PAGE:

+-------+

Saturday, April 5, 2014

13th Floor Elevators: Headstone - The Contact Sessions

The 13th Floor Elevators - "Headstone: The Contact Sessions" (1966/2010) - Contact Records

Hello Friends,

Tonite we're listening to the first LP in our recently acquired Music of the Sphere's box set.

Recorded in early 1966 by legendary psychedelic producer Walt Andrus, Headstone was supposed to be the Elevators' first LP (it was to be released on Gordon Bynum's Contact Records), but for reasons too convoluted to go into here, the finished product never saw the light of day! Luckily for us, The Elevators "lost" first album wasn't really lost all and they would eventually be signed to Houston's International Artists record label and get a proper debut with The Psychedelic Sounds of the 13th Floor Elevators.

Headstone (recorded in mono) sounds raw and raucous. Loud and electric.  A mix of original and cover tunes. Perfect in all its imperfection.  

Its a proper-sounding album and not just a collection of demos and outtakes.

It should also be noted that by early 1966, most of the members of the band were subsisting on a steady diet of marijuana, various pills and LSD.      



The opening track-- what would become the band's signature song-- "You're Gonna Miss Me", sets the stage not only for the rest of the album, but for the rest of the band's too-short career. 

At first, "You're Gonna Miss Me" sounds like pretty much any other post-British Invasion garage rock song, thunderous power chords (played by guitarist Stacy Sutherland) lead to a chaos-fueled drum beat that sounds as if both the drummer (John Ike Walton) and the drumset are tumbling down a flight of stairs while never quite losing the beat.  And what's that sound weaving between the beats like a swarm of stoned bees?  Why its an amplified jug being played (er, rather, being vocalized) by Elevators' founding member, Tommy Hall.  Within the first 20 seconds you can tell this band is going to be something more than just another Yardbirds-influenced blues band! 

Then... there's the voice! Like a demonic freight train breaking through the gates of hell, the barbaric yawp of lead singer, Roky Erickson, pierces through the music sounding just as frightening and unhinged today as it must have to audiences back in 1966. Amazing! 

You're gonna wake up one morning as the sun greets the dawn,
You're gonna wake up one morning as the sun greets the dawn,
You're gonna look around in your mind, girl, you're gonna find that I'm gone...

+-------+

DATASET SECTION:

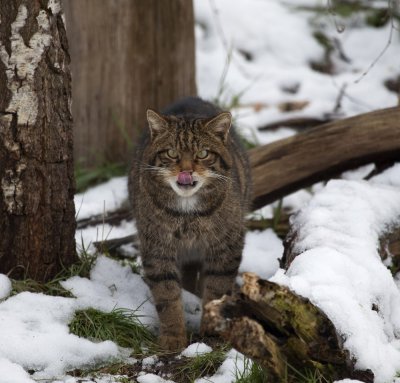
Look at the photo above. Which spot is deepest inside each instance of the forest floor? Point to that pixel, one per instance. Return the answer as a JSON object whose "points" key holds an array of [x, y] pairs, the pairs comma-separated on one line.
{"points": [[269, 62]]}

+-------+

WORK INSTRUCTIONS:
#1 Retype the part of the Headstone review starting with "Tonite we're listening" and going on through "all its imperfection.".
#2 Write what comes next in the Headstone review, picking up after its last line.

RESULTS BY TASK:
#1
Tonite we're listening to the first LP in our recently acquired Music of the Sphere's box set.

Recorded in early 1966 by legendary psychedelic producer Walt Andrus, Headstone was supposed to be the Elevators' first LP (it was to be released on Gordon Bynum's Contact Records), but for reasons too convoluted to go into here, the finished product never saw the light of day! Luckily for us, The Elevators "lost" first album wasn't really lost all and they would eventually be signed to Houston's International Artists record label and get a proper debut with The Psychedelic Sounds of the 13th Floor Elevators.

Headstone (recorded in mono) sounds raw and raucous. Loud and electric.  A mix of original and cover tunes. Perfect in all its imperfection.

#2
"You're Gonna Miss Me" is followed up by another original written by Tommy Hall & Stacy Sutherland, "Tried to Hide".  Then there's a cover of the Solomon Burke blues tune, "Everybody Needs Somebody to Love".  Next up is the the aching ballad, "Take That Girl" written by fellow Austin bohemian and frequent Elevators' collaborator, Powell St. John.

"You Can't Hurt Me Anymore" is another Hall-Erickson composition.  Side One closes with a nod to another fellow Texan, Buddy Holly, with the Elevators covering "I'm Gonna Love You Too" which sounds a little like what Holly himself might have sounded like if he would have made it to 1966-- stoned, world-weary and jaded, and with an electric jug frantically going at it in the background.



Side Two opens with another Powell St. John composition, "Monkey Island".  Its creepy and psychedelic as Erickson sings (yells) his heart out with lyrics literally about living on a monkey island.  ("Living home on Monkey Island, baby, right in the middle of a zoo / Living home on Monkey Island, baby, pretended to be a monkey too".) 

If a Southern and stoned Bob Dylan sang lead for Syd Barrett-era Pink Floyd, it might have sounded something like the next song, "Roller Coaster".  Another Erickson composition complete with tempo changes and very psychedelic lyrics about "opening up your mind and letting everything come through".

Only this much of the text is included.